YOUR INSTRUCTIONS — Starting at the beginning of the records and stopping after the line containing "pixel 323 239", write those lines out again with "brick building" replaced by "stone house" and everything else left the same.

(Excerpts of location labeling data)
++++++
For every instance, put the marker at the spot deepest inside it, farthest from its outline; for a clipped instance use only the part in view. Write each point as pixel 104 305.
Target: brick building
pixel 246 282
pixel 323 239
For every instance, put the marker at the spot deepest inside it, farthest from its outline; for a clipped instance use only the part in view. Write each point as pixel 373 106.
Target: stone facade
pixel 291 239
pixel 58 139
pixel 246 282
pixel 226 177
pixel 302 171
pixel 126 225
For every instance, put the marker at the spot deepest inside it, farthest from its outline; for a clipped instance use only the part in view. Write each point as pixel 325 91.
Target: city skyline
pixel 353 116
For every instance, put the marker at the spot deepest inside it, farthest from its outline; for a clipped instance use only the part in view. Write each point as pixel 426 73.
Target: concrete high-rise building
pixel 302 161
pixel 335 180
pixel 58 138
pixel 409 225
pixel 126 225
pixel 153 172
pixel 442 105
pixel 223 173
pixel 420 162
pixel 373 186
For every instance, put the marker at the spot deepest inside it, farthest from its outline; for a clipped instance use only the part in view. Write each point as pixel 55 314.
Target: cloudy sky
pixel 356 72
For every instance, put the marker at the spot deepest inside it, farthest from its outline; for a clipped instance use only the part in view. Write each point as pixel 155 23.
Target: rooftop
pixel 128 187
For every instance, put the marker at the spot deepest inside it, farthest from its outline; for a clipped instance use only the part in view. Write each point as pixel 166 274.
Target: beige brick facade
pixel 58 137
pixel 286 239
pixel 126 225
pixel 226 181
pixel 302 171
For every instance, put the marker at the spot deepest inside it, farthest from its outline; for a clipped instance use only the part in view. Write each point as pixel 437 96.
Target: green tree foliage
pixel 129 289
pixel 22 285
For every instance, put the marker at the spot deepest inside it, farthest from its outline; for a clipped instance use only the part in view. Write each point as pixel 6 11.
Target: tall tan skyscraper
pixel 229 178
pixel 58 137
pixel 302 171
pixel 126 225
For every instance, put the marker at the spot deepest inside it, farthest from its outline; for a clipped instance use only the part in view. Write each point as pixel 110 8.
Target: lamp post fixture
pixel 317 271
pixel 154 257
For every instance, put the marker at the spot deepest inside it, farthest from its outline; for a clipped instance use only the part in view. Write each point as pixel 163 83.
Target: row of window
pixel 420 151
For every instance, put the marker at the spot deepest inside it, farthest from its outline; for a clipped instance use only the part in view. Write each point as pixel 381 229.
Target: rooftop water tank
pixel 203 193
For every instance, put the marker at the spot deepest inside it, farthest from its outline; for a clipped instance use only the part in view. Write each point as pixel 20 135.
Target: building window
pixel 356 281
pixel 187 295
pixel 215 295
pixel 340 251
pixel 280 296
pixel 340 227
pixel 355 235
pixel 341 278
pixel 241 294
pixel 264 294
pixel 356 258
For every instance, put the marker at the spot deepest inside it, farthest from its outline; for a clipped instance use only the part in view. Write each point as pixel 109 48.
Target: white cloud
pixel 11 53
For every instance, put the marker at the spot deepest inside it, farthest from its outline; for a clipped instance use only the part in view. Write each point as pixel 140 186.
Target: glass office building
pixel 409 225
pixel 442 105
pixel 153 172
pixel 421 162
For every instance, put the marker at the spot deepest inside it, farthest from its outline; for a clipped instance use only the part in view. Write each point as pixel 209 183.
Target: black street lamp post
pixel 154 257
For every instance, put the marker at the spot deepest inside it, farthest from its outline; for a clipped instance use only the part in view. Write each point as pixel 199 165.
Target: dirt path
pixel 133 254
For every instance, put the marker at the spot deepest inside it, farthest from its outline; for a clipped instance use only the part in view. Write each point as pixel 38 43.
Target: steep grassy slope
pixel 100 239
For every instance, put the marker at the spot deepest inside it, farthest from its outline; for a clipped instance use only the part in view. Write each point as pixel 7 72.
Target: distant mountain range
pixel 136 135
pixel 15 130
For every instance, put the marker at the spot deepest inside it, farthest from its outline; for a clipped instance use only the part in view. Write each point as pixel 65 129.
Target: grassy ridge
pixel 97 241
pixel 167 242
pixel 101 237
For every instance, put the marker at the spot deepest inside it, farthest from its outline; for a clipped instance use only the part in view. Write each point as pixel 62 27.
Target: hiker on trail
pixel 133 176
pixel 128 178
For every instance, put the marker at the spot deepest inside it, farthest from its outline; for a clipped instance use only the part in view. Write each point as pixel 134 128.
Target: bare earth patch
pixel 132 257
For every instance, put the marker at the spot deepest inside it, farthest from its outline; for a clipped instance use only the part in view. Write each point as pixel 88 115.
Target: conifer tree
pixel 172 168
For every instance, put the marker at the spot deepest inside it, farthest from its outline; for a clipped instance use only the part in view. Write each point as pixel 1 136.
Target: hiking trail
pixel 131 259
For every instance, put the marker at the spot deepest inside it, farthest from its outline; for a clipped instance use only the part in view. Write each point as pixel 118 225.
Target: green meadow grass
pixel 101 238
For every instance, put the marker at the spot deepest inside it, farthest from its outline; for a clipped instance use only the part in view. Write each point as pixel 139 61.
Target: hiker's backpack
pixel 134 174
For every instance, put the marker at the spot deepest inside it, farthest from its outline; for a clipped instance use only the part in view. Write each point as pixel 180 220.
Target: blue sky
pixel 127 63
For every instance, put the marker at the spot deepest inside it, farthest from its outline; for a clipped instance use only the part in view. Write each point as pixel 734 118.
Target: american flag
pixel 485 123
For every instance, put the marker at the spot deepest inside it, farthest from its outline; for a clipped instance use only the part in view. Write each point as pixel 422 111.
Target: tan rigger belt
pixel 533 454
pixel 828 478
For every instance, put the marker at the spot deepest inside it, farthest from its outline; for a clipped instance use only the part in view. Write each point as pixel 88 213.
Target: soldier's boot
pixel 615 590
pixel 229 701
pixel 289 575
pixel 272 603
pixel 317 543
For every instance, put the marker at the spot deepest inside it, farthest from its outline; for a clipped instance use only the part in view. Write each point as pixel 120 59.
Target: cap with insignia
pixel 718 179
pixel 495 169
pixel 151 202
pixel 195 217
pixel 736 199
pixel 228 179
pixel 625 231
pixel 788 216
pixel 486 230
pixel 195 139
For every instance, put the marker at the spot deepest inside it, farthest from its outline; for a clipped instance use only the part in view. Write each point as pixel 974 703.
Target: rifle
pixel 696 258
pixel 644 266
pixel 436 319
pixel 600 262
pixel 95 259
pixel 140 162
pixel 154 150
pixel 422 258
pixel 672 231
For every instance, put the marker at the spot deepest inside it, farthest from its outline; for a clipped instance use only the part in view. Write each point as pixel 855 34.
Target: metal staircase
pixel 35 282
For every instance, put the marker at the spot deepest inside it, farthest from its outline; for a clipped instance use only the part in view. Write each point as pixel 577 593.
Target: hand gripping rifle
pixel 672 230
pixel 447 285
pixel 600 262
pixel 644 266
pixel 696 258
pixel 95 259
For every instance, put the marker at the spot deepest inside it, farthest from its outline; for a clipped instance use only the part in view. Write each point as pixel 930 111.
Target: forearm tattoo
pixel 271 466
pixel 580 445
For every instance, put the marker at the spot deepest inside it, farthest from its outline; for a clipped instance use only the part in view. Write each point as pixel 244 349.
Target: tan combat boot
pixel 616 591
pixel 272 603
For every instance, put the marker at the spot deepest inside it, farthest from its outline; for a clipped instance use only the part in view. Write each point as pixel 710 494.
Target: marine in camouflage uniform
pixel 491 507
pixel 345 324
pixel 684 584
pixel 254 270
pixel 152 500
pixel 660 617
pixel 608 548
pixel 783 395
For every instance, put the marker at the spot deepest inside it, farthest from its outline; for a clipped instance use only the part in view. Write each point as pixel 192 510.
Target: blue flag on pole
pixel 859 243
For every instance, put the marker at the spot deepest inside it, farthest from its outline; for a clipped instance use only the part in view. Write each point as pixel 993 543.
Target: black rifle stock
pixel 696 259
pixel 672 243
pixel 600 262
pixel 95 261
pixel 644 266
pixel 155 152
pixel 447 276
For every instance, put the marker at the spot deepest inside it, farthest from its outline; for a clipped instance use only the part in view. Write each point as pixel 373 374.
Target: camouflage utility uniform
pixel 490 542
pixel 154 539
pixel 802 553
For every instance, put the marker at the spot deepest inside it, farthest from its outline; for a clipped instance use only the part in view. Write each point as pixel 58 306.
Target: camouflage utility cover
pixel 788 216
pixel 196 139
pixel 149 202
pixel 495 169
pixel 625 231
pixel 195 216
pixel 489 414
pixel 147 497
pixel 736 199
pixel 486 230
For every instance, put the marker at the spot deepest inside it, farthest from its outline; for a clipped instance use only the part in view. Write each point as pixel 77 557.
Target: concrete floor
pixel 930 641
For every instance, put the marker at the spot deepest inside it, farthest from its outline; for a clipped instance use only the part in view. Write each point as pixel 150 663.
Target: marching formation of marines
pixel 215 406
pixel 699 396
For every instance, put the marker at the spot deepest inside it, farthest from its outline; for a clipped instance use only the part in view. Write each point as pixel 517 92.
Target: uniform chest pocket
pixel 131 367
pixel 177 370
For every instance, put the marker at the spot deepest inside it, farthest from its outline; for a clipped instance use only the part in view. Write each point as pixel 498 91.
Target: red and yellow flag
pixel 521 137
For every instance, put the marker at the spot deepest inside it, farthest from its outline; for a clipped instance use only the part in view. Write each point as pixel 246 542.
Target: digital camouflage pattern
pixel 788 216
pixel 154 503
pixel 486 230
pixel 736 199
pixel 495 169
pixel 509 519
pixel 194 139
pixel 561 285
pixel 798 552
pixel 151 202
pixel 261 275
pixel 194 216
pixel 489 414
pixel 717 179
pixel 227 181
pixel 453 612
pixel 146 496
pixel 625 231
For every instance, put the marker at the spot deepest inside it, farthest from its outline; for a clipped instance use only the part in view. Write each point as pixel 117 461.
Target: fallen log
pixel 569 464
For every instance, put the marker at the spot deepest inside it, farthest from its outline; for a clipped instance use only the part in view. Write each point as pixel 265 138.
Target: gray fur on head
++++++
OUTPUT FOR THIS EXERCISE —
For every instance, put the marker at the spot deepest inside it, farthest from its outline; for a clipped instance use only the part in view. Write each point as pixel 104 305.
Target: stone house
pixel 246 282
pixel 323 239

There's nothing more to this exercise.